Write each line out a second time, exactly as shown below.

++++++++++++++++++++

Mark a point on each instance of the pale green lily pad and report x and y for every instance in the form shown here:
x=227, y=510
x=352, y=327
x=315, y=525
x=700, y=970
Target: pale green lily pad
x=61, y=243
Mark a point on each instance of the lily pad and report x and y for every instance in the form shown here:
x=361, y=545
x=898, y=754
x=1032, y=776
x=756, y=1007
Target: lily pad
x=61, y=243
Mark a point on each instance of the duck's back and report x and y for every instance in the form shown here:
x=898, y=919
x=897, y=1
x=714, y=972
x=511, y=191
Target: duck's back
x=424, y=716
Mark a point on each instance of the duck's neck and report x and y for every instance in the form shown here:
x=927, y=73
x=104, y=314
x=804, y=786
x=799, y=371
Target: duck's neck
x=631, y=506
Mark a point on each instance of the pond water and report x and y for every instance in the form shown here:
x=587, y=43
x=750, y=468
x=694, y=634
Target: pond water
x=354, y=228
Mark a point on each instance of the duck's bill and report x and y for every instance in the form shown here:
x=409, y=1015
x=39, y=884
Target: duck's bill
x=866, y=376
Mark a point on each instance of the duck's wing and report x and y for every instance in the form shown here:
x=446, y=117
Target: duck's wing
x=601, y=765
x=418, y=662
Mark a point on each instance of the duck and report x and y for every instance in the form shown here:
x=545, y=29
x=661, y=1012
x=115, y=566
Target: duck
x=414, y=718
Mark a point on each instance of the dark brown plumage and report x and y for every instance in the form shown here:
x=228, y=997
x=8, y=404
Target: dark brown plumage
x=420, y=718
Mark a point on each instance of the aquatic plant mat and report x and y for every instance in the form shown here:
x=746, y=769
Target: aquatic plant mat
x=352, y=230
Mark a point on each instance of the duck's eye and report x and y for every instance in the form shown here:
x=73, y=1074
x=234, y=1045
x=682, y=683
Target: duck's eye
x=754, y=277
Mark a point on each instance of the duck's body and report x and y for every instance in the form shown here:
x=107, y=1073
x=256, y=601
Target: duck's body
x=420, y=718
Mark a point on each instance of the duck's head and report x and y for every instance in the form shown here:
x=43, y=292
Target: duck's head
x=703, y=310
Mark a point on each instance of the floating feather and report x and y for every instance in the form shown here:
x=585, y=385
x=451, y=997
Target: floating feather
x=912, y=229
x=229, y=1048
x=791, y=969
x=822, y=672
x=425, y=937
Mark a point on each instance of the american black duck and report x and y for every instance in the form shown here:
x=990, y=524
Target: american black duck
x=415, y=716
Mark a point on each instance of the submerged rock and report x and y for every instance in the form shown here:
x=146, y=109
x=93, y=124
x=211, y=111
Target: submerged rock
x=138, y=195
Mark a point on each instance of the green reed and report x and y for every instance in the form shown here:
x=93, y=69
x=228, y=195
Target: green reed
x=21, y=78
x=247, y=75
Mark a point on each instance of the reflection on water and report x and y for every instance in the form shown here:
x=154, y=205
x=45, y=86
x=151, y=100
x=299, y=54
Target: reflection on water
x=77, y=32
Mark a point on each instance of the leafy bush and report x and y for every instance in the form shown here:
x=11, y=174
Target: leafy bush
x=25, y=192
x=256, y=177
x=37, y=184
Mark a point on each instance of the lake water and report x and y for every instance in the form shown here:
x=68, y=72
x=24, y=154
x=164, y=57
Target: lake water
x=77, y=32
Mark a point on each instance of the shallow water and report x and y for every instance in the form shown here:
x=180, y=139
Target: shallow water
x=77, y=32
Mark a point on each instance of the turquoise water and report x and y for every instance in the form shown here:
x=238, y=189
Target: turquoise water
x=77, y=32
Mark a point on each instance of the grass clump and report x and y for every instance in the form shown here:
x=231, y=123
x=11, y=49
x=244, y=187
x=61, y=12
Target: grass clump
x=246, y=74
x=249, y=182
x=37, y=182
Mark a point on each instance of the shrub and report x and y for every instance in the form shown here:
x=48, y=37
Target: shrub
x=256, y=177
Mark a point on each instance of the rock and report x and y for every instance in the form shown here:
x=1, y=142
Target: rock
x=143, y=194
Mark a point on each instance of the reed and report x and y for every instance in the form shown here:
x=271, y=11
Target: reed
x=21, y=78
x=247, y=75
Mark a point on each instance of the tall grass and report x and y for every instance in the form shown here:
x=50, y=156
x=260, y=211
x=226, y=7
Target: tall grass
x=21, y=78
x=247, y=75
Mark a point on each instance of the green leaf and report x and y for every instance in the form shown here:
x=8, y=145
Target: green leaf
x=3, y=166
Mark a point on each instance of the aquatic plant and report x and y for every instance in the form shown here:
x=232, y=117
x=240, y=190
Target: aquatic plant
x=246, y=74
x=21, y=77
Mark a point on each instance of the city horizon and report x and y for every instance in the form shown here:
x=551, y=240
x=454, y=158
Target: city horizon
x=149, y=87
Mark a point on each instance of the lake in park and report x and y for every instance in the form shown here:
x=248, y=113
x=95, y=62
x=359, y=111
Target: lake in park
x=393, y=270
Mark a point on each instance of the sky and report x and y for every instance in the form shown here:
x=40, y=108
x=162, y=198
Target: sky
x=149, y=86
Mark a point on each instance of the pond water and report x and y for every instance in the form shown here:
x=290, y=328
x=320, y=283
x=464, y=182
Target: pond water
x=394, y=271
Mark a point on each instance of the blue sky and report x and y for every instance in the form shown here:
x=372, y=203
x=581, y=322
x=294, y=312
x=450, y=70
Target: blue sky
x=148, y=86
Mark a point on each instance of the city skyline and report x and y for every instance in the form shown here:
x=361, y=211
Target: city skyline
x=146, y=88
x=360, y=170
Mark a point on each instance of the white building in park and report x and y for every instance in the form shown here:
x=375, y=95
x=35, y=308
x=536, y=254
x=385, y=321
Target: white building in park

++++++++++++++++++++

(TASK RESPONSE)
Mark a point on each instance of the pale green lily pad and report x and y for every instance in the form shown here:
x=227, y=510
x=352, y=327
x=315, y=525
x=700, y=970
Target: pale green lily pad
x=61, y=243
Mark a point on each instance of the lily pad and report x and y for every instance in the form shown here:
x=361, y=545
x=898, y=754
x=1032, y=776
x=756, y=1007
Target: lily pad
x=61, y=243
Mark a point on each instance of the duck's back and report x and y for every instance in the form shown here:
x=898, y=919
x=897, y=1
x=714, y=972
x=511, y=191
Target: duck's back
x=424, y=716
Mark a point on each instance of the duck's neck and report x and y for every instance in the form shown here:
x=927, y=73
x=104, y=314
x=804, y=786
x=799, y=371
Target: duck's neck
x=631, y=506
Mark a point on each instance of the pond water and report x and y for every instance in the form shown here:
x=587, y=43
x=750, y=468
x=694, y=634
Target: pond water
x=354, y=228
Mark a point on each instance of the duck's bill and report x and y for every instance in the form shown here:
x=409, y=1015
x=39, y=884
Target: duck's bill
x=866, y=376
Mark a point on each instance of the duck's wing and report x and y for every instance in the form shown here:
x=446, y=117
Target: duck's wing
x=601, y=765
x=418, y=662
Mark a point on each instance of the duck and report x and y for every instance in the form shown here:
x=545, y=29
x=661, y=1012
x=115, y=566
Target: duck
x=414, y=718
Mark a point on each instance of the dark brown plumage and report x and y for every instance in the form shown here:
x=228, y=997
x=8, y=404
Target: dark brown plumage
x=420, y=718
Mark a point on each instance of the aquatic plant mat and report x and y for every instance in the form shown here:
x=746, y=769
Target: aquatic plant mat
x=352, y=230
Mark a point on each instance of the duck's eye and report x and y for every instance in the form shown here:
x=73, y=1074
x=234, y=1045
x=682, y=683
Target: duck's eye
x=754, y=277
Mark a point on each instance of the duck's body and report x and y for every instance in the form shown here:
x=107, y=1073
x=256, y=601
Target: duck's body
x=420, y=718
Mark a point on each instance of the duck's head and report x and y for every instance in the form shown here:
x=43, y=292
Target: duck's head
x=703, y=310
Mark a point on each instance of the floating feather and report x and y for every instance in the form shown here:
x=585, y=385
x=451, y=997
Target: floating feather
x=912, y=229
x=229, y=1048
x=791, y=969
x=822, y=672
x=425, y=937
Mark a point on each instance of the american black duck and report x and y for every instance in the form shown here:
x=990, y=524
Target: american black duck
x=415, y=716
Mark a point on each instance of the submerged rock and report x and y for every instance in the form shown here:
x=146, y=109
x=93, y=124
x=211, y=111
Target: submerged rock
x=138, y=195
Mark a point on each instance of the green reed and report x and y for every instance in the form shown here:
x=93, y=69
x=228, y=195
Target: green reed
x=21, y=78
x=247, y=75
Mark a point on each instance of the reflection on water and report x and y for every instance in the form shown here:
x=154, y=205
x=45, y=86
x=151, y=100
x=299, y=54
Target: reflection on water
x=77, y=32
Mark a point on each instance of the leafy bush and report x and y for every instance in the form shown here:
x=11, y=174
Target: leafy bush
x=25, y=192
x=256, y=177
x=37, y=184
Mark a point on each instance of the lake water and report x and y for every instance in the form shown here:
x=68, y=72
x=24, y=154
x=164, y=57
Target: lake water
x=77, y=32
Mark a point on each instance of the shallow water and report x and y for every instance in the form shown here:
x=180, y=139
Target: shallow water
x=77, y=32
Mark a point on each instance of the turquoise water and report x and y for every instance in the form shown here:
x=238, y=189
Target: turquoise water
x=77, y=32
Mark a point on each instance of the grass clump and report x and y for every instance in the form shown here:
x=231, y=123
x=11, y=49
x=244, y=187
x=61, y=12
Target: grass clump
x=246, y=74
x=249, y=182
x=37, y=182
Mark a point on each instance of the shrub and report x and y for every instance in the form shown here:
x=48, y=37
Target: shrub
x=256, y=177
Mark a point on each instance of the rock and report x and y for every instance in the form shown here:
x=1, y=142
Target: rock
x=143, y=194
Mark a point on each instance of the reed and report x and y for every instance in the form shown here:
x=271, y=11
Target: reed
x=21, y=78
x=247, y=75
Mark a point on each instance of the tall grass and report x and y for every instance in the form shown here:
x=50, y=156
x=260, y=211
x=226, y=7
Target: tall grass
x=21, y=78
x=247, y=75
Mark a point on each instance of the green leaf and report x and y for every instance in the form shown here:
x=8, y=145
Target: green leaf
x=3, y=166
Mark a point on each instance of the aquatic plant and report x and y for every instance in the form shown here:
x=232, y=117
x=240, y=190
Target: aquatic plant
x=246, y=74
x=21, y=77
Mark a point on each instance of the city horizon and report x and y for every instance in the form shown here:
x=551, y=240
x=454, y=158
Target: city horizon
x=149, y=87
Mark a point on each instance of the lake in park and report x and y for every instance in the form shown here:
x=248, y=113
x=95, y=62
x=359, y=111
Target: lake in park
x=393, y=270
Mark a point on each instance of the sky and report x and y for every instance in the form shown here:
x=40, y=108
x=162, y=198
Target: sky
x=149, y=86
Mark a point on each instance of the pond water and report x and y for every instance in the form shown here:
x=290, y=328
x=320, y=283
x=464, y=182
Target: pond water
x=394, y=271
Mark a point on each instance of the blue sky and report x and y for every instance in the form shown here:
x=372, y=203
x=581, y=322
x=294, y=312
x=450, y=70
Target: blue sky
x=148, y=86
Mark a point on each instance of the city skyline and report x and y for every instance in the form shown here:
x=361, y=211
Target: city skyline
x=146, y=88
x=360, y=170
Mark a point on each instance of the white building in park and report x and y for every instance in the form shown here:
x=375, y=95
x=35, y=308
x=536, y=254
x=385, y=321
Target: white building in park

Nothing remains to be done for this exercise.